Start of READING PASSAGE

THE BABADOOK: 4 ½ STARS. “a raw nerve, unpredictable and paranoid.”
Modern horror has come to rely on gore or jump scares. Torture porn and paranormal activities like sudden loud sounds and unexpected “Boo!” moments have taken the place of real, pulse-racing scares. “The Babadook,” the directorial debut of Australian Jennifer Kent, brings back true horror, playing up the most terrifying aspect of a primal relationship, the bond between mother and child.
Amelia (Essie Davis) is at a loss. Her husband died violently on the day her now six-year-old son Samuel () was born and since then she hasn’t bonded with the child. On top of that, he “out of control,” convinced that a monster from a picture book called “The Babadook” means them harm. His obsessions weigh both mother and son down to the point where Amelia takes the boy for help—both of the psychological and pharmaceutical kind. She burns the book, but soon learns, “you can’t get rid of the Babadook.”
“The Babadook” is a remarkably self-assured and sophisticated first feature. Kent delves into the psychological terror of the situation, unafraid to trust the story to provide the scares. It’s a chilling horror story but the true terror is derived from the mother’s reaction to the situation and her son. Davis is a raw nerve, unpredictable and paranoid, a character who wouldn’t be out of place in an early Roman Polanski movie.
Wiseman is a wide-eyed creepy kid, lovable but strange, a seemingly normal kid with a weight on his back that threatens to crush him and his mother.
“The Babadook” doesn’t need the tropes of modern horror to be effective; the film’s heavy atmosphere is enough.

End of READING PASSAGE
Start of THE DATA

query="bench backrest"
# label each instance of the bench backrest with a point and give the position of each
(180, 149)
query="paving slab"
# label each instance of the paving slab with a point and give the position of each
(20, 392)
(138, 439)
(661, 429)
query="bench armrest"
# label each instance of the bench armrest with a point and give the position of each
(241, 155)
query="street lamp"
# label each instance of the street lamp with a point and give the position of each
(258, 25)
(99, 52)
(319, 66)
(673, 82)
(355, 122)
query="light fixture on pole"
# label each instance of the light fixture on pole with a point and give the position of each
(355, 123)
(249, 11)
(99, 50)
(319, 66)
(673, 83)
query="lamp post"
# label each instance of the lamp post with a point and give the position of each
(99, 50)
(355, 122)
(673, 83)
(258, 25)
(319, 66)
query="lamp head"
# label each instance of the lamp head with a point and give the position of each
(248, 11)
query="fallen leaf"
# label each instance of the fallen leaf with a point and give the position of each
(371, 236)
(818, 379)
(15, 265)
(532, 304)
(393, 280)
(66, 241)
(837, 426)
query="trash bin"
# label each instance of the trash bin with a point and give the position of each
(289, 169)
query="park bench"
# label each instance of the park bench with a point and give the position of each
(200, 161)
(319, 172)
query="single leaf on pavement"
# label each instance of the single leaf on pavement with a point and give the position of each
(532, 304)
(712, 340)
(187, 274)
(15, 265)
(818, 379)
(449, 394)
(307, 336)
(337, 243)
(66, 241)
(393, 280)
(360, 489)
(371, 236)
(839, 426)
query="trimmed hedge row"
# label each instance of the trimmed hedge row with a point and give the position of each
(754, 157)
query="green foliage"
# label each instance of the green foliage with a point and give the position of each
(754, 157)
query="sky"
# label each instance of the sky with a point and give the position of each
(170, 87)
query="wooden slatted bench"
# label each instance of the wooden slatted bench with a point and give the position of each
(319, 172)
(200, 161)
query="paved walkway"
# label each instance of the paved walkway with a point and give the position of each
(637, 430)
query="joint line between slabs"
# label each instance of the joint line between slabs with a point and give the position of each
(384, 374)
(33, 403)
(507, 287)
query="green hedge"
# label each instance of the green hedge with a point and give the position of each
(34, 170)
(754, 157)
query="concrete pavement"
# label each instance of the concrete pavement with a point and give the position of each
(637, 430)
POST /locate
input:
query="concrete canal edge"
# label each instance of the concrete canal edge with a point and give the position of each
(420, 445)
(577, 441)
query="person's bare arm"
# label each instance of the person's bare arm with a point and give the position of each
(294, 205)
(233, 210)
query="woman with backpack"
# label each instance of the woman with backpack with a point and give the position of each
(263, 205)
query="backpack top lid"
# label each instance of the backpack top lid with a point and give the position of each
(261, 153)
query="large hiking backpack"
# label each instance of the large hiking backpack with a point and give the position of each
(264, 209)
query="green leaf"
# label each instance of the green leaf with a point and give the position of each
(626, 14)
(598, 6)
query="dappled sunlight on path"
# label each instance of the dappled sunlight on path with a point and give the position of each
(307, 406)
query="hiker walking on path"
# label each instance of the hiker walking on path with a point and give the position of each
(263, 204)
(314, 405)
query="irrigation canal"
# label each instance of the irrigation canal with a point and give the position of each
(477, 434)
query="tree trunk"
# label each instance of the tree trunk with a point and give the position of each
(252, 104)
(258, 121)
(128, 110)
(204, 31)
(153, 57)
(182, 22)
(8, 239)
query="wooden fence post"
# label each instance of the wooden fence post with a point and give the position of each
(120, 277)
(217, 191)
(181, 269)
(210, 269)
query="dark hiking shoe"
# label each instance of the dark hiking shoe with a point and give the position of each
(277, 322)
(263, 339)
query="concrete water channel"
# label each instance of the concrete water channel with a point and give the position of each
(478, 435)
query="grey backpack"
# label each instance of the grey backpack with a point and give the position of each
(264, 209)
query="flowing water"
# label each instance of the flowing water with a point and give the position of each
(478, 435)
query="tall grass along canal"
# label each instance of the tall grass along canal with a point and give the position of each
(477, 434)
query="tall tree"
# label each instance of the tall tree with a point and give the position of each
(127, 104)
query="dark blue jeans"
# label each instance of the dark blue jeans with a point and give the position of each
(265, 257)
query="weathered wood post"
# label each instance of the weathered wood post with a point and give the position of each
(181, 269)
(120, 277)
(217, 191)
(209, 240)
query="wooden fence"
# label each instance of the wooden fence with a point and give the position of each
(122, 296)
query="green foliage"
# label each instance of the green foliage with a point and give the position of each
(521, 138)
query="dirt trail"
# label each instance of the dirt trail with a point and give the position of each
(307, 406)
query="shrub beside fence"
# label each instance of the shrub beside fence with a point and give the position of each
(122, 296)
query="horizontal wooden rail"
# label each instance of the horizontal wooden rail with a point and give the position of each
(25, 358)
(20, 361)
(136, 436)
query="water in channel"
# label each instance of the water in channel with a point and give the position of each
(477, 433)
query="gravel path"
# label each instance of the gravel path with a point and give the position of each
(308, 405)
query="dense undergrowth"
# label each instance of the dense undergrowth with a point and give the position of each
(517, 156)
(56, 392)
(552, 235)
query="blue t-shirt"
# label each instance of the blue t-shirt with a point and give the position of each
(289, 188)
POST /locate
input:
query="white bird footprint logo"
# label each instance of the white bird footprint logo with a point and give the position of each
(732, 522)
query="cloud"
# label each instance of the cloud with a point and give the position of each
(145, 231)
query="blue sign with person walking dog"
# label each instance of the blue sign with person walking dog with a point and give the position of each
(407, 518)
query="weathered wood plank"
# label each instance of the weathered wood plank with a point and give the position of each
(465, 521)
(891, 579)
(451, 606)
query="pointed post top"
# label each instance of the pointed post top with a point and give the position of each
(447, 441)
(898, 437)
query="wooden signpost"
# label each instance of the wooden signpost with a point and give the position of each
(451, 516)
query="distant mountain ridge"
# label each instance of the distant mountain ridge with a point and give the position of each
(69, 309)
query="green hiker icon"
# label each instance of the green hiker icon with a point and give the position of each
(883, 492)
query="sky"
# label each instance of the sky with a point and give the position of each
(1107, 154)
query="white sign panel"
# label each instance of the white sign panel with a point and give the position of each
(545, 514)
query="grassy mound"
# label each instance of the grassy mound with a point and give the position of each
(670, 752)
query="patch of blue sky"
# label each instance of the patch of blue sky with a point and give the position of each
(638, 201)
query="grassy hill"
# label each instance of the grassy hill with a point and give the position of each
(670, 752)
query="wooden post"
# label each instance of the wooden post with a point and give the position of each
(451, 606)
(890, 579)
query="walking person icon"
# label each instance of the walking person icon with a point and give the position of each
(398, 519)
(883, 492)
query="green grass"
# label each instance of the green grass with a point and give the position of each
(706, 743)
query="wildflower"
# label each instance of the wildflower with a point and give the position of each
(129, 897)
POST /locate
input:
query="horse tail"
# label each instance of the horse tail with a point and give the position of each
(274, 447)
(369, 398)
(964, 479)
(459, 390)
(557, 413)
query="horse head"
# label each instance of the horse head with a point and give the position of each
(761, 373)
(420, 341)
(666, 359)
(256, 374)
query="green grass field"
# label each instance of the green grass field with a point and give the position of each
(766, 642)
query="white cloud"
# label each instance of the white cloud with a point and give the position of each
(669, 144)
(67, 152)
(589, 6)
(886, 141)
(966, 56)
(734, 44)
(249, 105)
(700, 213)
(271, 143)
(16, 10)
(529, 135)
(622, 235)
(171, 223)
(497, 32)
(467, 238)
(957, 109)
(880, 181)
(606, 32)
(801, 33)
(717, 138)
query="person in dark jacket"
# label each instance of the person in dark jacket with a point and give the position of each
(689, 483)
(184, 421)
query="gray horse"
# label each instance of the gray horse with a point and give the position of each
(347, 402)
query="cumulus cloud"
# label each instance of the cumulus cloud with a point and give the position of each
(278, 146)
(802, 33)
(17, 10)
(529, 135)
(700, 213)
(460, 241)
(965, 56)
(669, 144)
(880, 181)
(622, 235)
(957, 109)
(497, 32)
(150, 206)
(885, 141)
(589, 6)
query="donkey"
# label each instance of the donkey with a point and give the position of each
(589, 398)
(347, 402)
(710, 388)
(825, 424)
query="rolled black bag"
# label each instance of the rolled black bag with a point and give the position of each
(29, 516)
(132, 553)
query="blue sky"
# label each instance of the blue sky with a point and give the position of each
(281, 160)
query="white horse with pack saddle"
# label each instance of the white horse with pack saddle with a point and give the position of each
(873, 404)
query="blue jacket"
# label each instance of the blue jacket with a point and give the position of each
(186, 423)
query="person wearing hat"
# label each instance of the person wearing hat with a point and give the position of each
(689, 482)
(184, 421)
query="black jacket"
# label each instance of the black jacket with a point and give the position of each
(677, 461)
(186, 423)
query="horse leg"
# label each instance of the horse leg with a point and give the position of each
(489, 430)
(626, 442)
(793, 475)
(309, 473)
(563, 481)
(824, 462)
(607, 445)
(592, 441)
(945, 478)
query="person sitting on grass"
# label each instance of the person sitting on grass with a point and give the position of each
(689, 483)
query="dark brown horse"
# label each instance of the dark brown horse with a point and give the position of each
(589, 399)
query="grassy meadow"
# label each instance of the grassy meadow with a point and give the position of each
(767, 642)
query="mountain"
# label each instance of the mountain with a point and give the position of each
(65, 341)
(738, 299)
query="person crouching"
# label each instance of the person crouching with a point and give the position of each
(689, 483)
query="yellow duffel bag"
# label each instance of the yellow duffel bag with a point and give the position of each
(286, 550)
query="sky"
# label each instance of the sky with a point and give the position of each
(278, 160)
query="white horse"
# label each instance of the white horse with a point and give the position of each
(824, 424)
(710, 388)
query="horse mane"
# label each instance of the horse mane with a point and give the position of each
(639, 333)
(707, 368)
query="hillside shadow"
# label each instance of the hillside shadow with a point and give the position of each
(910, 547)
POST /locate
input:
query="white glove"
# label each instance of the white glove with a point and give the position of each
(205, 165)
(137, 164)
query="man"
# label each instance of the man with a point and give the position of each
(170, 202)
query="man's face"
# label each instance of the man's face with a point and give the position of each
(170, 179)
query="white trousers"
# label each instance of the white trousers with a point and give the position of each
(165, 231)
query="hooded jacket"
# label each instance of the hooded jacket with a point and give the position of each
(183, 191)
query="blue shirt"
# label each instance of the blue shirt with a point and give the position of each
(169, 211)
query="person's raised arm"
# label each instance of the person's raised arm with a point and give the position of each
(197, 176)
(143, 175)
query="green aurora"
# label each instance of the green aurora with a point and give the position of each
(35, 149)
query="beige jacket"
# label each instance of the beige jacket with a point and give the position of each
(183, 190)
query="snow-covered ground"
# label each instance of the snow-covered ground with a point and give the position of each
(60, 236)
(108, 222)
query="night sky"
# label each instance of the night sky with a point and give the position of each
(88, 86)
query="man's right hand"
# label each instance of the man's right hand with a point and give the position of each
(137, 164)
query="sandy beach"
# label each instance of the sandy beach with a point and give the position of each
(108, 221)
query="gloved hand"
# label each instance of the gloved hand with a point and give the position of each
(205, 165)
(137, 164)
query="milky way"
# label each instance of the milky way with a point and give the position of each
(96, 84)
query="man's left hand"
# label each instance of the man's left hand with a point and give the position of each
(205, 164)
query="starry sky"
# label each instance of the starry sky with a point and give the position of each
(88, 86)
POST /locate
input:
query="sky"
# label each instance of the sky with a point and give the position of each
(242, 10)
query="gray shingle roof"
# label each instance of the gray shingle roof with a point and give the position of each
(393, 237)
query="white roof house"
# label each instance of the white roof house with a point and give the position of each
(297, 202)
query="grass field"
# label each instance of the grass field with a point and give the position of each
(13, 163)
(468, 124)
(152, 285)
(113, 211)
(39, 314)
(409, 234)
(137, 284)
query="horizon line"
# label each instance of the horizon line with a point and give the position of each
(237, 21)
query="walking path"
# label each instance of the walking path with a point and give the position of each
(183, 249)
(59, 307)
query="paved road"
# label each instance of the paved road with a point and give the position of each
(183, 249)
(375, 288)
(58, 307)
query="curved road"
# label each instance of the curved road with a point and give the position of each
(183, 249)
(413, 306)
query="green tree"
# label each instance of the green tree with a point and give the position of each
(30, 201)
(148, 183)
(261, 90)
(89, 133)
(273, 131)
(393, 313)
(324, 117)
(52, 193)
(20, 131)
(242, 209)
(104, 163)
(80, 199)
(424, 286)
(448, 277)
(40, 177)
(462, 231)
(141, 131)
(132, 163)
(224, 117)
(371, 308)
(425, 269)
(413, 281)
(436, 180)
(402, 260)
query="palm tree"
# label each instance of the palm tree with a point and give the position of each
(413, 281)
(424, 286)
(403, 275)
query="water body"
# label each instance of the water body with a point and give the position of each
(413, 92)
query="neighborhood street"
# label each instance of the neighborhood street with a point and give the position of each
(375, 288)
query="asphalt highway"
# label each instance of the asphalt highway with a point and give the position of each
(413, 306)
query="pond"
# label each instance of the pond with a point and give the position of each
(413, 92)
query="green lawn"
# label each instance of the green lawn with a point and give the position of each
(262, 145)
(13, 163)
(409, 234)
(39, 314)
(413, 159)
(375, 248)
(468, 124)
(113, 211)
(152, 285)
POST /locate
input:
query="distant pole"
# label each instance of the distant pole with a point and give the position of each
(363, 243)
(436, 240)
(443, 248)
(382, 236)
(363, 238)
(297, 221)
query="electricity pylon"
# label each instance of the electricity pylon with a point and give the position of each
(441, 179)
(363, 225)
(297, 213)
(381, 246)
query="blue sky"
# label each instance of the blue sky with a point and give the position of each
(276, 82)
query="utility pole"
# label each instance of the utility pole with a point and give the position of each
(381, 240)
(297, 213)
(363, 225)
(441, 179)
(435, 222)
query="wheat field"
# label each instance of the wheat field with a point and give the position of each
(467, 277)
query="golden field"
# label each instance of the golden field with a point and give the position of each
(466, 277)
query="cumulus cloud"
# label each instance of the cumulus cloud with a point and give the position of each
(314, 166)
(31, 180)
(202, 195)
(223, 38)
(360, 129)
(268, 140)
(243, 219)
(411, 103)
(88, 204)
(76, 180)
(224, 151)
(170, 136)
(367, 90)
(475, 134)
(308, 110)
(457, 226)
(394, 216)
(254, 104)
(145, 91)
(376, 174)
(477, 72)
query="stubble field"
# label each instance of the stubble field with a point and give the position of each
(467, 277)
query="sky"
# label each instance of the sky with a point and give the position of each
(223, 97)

End of THE DATA

__WORK REQUEST 1__: Repeat the part of the Babadook review that opens with the words containing "THE BABADOOK: 4" and closes with "mother and child.".
__WORK REQUEST 2__: In the Babadook review, what does Amelia do with the picture book?
You won't need the records for what comes next.

__WRITTEN SOLUTION 1__:
THE BABADOOK: 4 ½ STARS. “a raw nerve, unpredictable and paranoid.”
Modern horror has come to rely on gore or jump scares. Torture porn and paranormal activities like sudden loud sounds and unexpected “Boo!” moments have taken the place of real, pulse-racing scares. “The Babadook,” the directorial debut of Australian Jennifer Kent, brings back true horror, playing up the most terrifying aspect of a primal relationship, the bond between mother and child.

__WRITTEN SOLUTION 2__: She burns it.